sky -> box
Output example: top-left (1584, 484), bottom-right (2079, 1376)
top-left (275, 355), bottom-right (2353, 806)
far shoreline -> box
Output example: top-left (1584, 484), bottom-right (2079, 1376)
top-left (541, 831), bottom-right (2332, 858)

What you have to do
The complete listing above is to be output again exactly.

Result
sky -> box
Output example: top-left (1584, 484), bottom-right (2079, 1376)
top-left (275, 355), bottom-right (2353, 806)
far shoreline -> box
Output example: top-left (1584, 484), bottom-right (2079, 1376)
top-left (541, 831), bottom-right (2332, 858)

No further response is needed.